◆ Task to carry out
Transcribe the data below in full, exactly.

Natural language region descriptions
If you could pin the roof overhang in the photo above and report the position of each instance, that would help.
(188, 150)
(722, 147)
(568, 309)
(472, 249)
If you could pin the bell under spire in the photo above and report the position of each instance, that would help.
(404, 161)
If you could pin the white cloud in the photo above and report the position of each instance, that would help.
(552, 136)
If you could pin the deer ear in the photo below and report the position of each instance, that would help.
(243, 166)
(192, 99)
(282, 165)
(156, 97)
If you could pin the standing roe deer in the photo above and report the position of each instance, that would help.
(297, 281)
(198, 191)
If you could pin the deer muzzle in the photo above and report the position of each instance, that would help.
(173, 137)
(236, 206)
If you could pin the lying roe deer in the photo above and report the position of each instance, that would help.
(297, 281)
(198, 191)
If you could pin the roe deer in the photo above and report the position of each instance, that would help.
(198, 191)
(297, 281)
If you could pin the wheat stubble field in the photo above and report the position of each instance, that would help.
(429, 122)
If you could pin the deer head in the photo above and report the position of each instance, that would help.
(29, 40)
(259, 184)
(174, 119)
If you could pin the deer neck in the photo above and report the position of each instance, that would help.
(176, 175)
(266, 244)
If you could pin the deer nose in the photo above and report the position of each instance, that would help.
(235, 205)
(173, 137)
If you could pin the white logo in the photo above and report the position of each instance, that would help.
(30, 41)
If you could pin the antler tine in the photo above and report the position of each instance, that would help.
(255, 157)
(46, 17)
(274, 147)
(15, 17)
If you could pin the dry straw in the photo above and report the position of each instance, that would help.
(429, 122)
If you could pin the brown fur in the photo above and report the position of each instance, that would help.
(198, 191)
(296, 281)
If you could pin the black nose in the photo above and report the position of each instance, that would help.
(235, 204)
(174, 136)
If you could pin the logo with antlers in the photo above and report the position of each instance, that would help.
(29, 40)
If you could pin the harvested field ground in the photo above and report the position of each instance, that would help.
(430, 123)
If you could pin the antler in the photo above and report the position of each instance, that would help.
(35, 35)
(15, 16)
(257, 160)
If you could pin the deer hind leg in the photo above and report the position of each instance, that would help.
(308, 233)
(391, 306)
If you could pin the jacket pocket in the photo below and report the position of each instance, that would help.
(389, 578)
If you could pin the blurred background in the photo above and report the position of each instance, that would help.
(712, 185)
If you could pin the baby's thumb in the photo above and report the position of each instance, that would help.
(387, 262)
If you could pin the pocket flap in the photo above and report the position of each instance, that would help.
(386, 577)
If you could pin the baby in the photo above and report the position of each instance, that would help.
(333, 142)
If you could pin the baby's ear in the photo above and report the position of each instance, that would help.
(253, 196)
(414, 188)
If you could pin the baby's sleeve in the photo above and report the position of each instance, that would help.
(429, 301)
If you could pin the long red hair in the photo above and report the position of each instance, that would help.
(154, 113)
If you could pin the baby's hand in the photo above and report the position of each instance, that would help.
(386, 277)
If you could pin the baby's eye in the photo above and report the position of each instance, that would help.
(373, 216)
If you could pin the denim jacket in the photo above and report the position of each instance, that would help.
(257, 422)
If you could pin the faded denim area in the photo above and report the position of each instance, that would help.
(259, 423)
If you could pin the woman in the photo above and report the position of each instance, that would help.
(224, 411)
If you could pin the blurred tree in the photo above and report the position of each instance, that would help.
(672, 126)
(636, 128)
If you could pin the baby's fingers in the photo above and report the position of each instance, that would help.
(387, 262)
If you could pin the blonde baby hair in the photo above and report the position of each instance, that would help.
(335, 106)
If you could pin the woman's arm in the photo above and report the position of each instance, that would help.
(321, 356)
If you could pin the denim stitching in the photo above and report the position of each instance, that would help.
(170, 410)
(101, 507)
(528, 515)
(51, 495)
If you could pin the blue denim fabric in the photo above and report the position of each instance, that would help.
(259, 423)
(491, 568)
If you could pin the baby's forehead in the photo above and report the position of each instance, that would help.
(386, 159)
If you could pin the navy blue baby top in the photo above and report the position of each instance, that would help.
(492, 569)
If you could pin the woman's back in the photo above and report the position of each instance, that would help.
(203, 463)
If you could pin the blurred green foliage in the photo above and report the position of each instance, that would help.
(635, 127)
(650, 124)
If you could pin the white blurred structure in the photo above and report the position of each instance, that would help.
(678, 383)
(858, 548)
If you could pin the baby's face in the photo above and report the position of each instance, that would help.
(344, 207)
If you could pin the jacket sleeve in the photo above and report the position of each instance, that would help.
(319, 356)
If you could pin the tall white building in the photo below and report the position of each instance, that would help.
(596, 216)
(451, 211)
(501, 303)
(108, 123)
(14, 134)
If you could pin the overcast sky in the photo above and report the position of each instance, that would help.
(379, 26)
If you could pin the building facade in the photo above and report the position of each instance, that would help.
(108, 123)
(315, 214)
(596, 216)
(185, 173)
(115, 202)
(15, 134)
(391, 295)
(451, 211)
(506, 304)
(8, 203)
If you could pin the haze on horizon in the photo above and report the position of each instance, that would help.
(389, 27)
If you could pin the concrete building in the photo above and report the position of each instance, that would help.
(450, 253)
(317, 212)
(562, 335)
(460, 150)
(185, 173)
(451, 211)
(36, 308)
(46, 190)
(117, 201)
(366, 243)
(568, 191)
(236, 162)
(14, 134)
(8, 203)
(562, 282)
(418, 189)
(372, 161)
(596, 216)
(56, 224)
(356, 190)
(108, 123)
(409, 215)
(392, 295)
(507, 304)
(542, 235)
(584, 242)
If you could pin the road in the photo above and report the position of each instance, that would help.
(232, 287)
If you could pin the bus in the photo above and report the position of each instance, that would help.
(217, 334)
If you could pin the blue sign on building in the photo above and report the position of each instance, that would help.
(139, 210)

◆ Response below
If you could pin the roof overhang in the photo above and report the position of each instance, that would help.
(188, 150)
(722, 147)
(568, 309)
(472, 249)
If you could pin the bell under spire in the photo above and report the position of each instance, that would help.
(404, 161)
If you could pin the white cloud in the photo above and report the position of each instance, that would help.
(552, 136)
If you could pin the deer ear in the photo below and report the position of each instance, that would help.
(243, 166)
(192, 99)
(282, 165)
(156, 97)
If you could pin the standing roe deer in the photo above and report the position of each instance, that would help.
(297, 281)
(198, 191)
If you could pin the deer muzzle in the photo above and report the position of each instance, that would help.
(173, 137)
(236, 206)
If you could pin the lying roe deer in the photo above and report the position of each instance, that would help.
(297, 281)
(198, 191)
If you could pin the roe deer in the photo above and report the position of each instance, that would help.
(198, 191)
(297, 281)
If you could pin the wheat stubble field in the photo above and report the position of each instance, that would help.
(429, 122)
If you could pin the deer head in the photo above and report the position of each instance, that would help.
(29, 40)
(259, 184)
(174, 119)
If you could pin the deer neck in the photo above and report the position of each instance, that would help.
(176, 175)
(266, 244)
If you could pin the deer nose in the photo above and report the position of each instance, that would help.
(235, 205)
(173, 137)
If you could pin the white logo in the photo above and report the position of each instance, that would help.
(30, 41)
If you could pin the antler tine in the photo above and report the position of each instance, that would help.
(255, 157)
(46, 17)
(274, 147)
(15, 17)
If you could pin the dry straw in the photo above and report the position of each instance, that would help.
(429, 122)
If you could pin the brown fur in the photo above and report the position of each instance, that would help.
(198, 191)
(296, 281)
If you could pin the black nose in the photo above and report the position of each instance, that would help.
(235, 204)
(174, 136)
If you could pin the logo with antlers in the photo above and report the position of each instance, that would help.
(29, 40)
If you could pin the harvested field ground in the photo above and report the position of each instance, that would help.
(430, 123)
If you could pin the antler in the photo above and report the position of each instance, that would help.
(35, 35)
(15, 16)
(257, 160)
If you could pin the deer hind leg in the photo above and report the position of each instance, that would help.
(308, 233)
(391, 306)
If you could pin the jacket pocket in the photo below and report the position of each instance, that would help.
(389, 578)
If you could pin the blurred background in the photo above and report the position of each instance, that would help.
(712, 185)
If you could pin the baby's thumb in the photo above and report the position of each instance, that would help.
(387, 262)
If you could pin the pocket flap in the photo above and report the position of each instance, that would help.
(386, 577)
If you could pin the baby in the photo above and report the position of each instance, that would help.
(333, 142)
If you could pin the baby's ear in the photo above and report the position of each instance, that would help.
(253, 196)
(414, 188)
If you could pin the baby's sleeve in the photo above and report the position of each instance, that would help.
(429, 301)
If you could pin the long red hair in the photo above and report the position of each instance, that would help.
(154, 113)
If you could pin the baby's hand in the photo above and report the position of each instance, that would help.
(386, 277)
If you could pin the baby's eye in the photo above and report the position of each instance, that would help.
(373, 216)
If you could pin the denim jacket in the photo above and report the position of each instance, that would help.
(257, 422)
If you could pin the faded denim area in the photo above and report the position of each instance, that would help.
(259, 423)
If you could pin the woman in the photo above and report the position of each instance, that would help.
(224, 411)
If you could pin the blurred tree in the photo above and report the position of each instance, that would help.
(672, 126)
(636, 128)
If you could pin the baby's fingers in the photo above and report the position of each instance, that would help.
(387, 262)
If you could pin the blonde baby hair in the photo above and report the position of each instance, that would help.
(335, 106)
If you could pin the woman's arm in the photo above and report the position of each instance, that would help.
(321, 356)
If you could pin the denim stitching in the photo above and report the position of each instance, that would help.
(170, 410)
(101, 507)
(528, 515)
(51, 495)
If you could pin the blue denim fabric in the photo above and report the position of each instance, that would help.
(259, 423)
(491, 568)
If you could pin the baby's forehead in the photo above and report the position of each instance, that would help.
(386, 159)
If you could pin the navy blue baby top in the photo above and report the position of each instance, that would help.
(492, 569)
If you could pin the woman's back in the photo above and report the position of each instance, that would help.
(203, 463)
If you could pin the blurred green foliage in the photo above and report the position of each instance, that would help.
(635, 127)
(650, 124)
If you could pin the white blurred structure in the photo above and report the position of each instance, that would help.
(678, 383)
(858, 548)
If you could pin the baby's face in the photo above and report the position of each instance, that would help.
(344, 207)
If you could pin the jacket sleeve in the photo above and report the position of each instance, that would help.
(319, 356)
If you could pin the tall white building in the photo below and report the position of each instance, that would help.
(596, 216)
(451, 211)
(501, 303)
(108, 123)
(14, 134)
If you could pin the overcast sky in the photo above and report the position of each instance, that would help.
(379, 26)
If you could pin the building facade in the photo above and report the position of each instance, that would help.
(108, 123)
(315, 214)
(596, 216)
(185, 173)
(115, 202)
(15, 134)
(391, 295)
(451, 211)
(506, 304)
(8, 203)
If you could pin the haze on horizon in the photo above and report the position of each instance, that would help.
(389, 27)
If you could pin the concrete building in the photo above and report the position of each instance, that would help.
(450, 253)
(317, 212)
(562, 335)
(460, 150)
(185, 173)
(451, 211)
(36, 308)
(46, 190)
(117, 201)
(366, 243)
(568, 191)
(236, 162)
(14, 134)
(8, 203)
(562, 282)
(418, 189)
(372, 161)
(596, 216)
(56, 224)
(356, 190)
(108, 123)
(409, 215)
(392, 295)
(507, 304)
(542, 235)
(584, 242)
If you could pin the road in the photo above and report the position of each instance, that would help.
(232, 287)
If you could pin the bus in the photo above and report the position of each instance, that would help.
(217, 334)
If you could pin the blue sign on building in the photo above and report the position of each instance, that would help.
(139, 210)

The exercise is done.